Exercice proposé 1 – D'après le texte sur l'accès à la propriété au Québec, quel organisme a publié l'étude qui y est présentée ?

Au Québec, devenir propriétaire a longtemps été perçu comme une étape presque incontournable du parcours résidentiel. Mais une étude récemment publiée par l’Association professionnelle des courtiers immobiliers du Québec (APCIQ) met en évidence un tournant majeur : l’accès à la propriété ne va plus de soi. Il est désormais freiné par un déséquilibre croissant entre les revenus des ménages, la valeur des propriétés et les conditions d’emprunt.
Dans les lignes qui suivent, nous décortiquerons les constats les plus marquants de cette étude afin de mieux comprendre l’évolution concrète du pouvoir d’achat au Québec, ce que cela signifie pour les acheteurs d’aujourd’hui et les défis structurels que cela pose à l’échelle du marché résidentiel.

Exercice proposé 2 – Dans les enregistrements, reproduisez uniquement les lignes allant de celle qui contient "Question. Mark every instance of the cloudy" jusqu'à celle qui contient "x=293 y=643", bornes comprises et consignes incluses. Décalez de 110 chaque coordonnée figurant dans les réponses.

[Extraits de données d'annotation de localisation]
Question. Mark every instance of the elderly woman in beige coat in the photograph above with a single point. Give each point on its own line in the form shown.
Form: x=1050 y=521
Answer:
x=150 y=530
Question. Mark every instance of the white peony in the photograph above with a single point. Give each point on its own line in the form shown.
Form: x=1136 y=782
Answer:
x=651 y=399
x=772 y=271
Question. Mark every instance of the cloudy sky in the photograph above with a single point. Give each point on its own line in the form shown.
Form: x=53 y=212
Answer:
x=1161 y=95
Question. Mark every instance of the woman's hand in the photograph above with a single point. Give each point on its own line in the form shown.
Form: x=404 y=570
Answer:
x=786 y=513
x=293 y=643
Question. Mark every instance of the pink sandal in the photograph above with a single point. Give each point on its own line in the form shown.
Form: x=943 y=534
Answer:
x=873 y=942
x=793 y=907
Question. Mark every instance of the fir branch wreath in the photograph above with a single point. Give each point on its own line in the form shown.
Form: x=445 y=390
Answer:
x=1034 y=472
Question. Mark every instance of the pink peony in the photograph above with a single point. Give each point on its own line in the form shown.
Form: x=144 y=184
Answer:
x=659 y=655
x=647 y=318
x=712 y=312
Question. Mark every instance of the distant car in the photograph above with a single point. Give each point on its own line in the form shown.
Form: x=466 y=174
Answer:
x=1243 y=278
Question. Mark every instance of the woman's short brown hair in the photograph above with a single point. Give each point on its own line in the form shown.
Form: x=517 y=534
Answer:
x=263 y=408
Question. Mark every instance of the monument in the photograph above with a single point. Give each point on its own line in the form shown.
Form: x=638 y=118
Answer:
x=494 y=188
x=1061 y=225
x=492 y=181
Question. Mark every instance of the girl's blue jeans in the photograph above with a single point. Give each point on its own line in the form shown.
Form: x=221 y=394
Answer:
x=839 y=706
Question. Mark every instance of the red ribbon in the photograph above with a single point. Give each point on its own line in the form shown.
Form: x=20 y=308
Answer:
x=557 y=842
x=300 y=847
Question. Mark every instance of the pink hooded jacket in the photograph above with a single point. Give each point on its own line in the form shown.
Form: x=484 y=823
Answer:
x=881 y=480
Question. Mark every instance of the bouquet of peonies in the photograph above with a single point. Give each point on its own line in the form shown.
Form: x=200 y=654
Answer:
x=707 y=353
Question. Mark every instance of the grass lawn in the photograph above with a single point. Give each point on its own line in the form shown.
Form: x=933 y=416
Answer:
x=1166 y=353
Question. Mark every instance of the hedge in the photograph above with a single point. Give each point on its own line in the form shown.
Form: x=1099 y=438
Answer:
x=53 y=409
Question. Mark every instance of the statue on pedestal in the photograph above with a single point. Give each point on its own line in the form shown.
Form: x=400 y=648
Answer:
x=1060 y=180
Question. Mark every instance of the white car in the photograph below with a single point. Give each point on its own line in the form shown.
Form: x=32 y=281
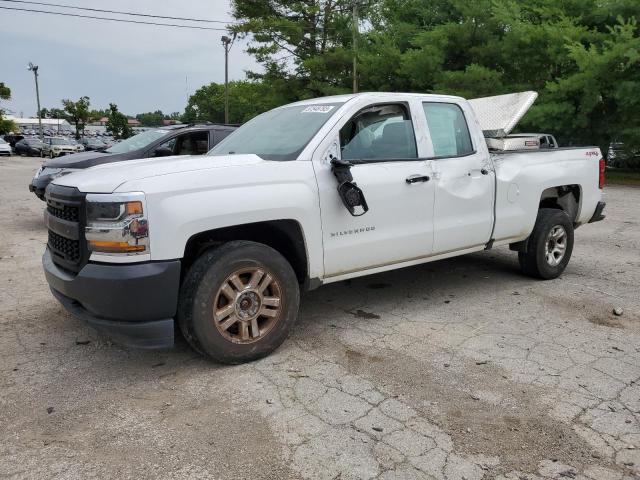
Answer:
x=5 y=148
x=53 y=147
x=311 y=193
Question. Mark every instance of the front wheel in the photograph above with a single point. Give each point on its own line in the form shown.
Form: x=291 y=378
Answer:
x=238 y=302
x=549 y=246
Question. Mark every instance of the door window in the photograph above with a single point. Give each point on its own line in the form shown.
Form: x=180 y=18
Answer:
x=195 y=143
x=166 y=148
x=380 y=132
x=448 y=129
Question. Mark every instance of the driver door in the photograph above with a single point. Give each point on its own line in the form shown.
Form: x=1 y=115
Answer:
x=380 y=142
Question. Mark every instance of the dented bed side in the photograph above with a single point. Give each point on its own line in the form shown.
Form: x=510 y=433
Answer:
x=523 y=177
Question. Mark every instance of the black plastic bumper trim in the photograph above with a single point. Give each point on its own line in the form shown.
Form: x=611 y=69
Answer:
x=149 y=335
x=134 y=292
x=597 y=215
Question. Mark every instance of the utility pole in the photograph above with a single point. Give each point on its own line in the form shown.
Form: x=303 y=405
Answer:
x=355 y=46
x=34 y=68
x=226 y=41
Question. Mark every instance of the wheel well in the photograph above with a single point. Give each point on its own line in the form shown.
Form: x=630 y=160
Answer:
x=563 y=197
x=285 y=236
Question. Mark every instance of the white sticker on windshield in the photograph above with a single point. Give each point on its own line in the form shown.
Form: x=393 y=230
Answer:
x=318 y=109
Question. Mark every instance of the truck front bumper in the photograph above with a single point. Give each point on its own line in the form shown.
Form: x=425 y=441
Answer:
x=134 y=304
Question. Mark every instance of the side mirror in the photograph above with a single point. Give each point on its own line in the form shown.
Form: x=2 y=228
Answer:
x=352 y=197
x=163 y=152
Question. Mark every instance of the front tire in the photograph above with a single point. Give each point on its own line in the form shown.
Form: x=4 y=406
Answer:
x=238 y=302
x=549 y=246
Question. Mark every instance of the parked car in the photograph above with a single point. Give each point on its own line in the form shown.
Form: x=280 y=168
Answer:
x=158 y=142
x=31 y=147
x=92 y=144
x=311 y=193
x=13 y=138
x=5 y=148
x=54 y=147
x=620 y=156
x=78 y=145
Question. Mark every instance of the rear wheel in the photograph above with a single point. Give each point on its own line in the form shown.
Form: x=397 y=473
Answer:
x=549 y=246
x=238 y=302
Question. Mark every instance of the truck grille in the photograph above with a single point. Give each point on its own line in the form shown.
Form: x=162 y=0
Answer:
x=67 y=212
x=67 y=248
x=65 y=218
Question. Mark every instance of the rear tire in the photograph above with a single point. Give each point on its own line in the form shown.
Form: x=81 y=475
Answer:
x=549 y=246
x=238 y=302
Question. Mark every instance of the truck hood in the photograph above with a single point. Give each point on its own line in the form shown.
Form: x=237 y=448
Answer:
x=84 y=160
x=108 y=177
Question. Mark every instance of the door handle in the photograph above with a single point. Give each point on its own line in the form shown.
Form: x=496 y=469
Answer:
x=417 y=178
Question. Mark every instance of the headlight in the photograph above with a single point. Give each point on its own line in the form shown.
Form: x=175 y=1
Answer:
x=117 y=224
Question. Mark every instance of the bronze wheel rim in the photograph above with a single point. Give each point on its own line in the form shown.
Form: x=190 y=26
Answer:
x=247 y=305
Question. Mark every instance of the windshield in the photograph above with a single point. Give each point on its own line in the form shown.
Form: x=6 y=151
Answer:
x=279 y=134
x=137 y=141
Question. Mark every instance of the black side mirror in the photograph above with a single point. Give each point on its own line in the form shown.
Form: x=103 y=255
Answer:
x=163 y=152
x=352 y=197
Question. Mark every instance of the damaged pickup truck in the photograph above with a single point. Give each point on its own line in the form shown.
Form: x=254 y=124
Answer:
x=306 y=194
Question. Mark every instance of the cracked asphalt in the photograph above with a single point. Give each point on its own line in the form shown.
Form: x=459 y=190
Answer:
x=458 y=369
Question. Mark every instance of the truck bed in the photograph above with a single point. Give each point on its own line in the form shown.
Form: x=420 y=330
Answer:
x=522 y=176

Réponse détaillée 1 – L'Association professionnelle des courtiers immobiliers du Québec (APCIQ).

Réponse détaillée 2 –
Question. Mark every instance of the cloudy sky in the photograph above with a single point. Give each point on its own line in the form shown.
Form: x=53 y=212
Answer:
x=1271 y=205
Question. Mark every instance of the woman's hand in the photograph above with a single point. Give each point on its own line in the form shown.
Form: x=404 y=570
Answer:
x=896 y=623
x=403 y=753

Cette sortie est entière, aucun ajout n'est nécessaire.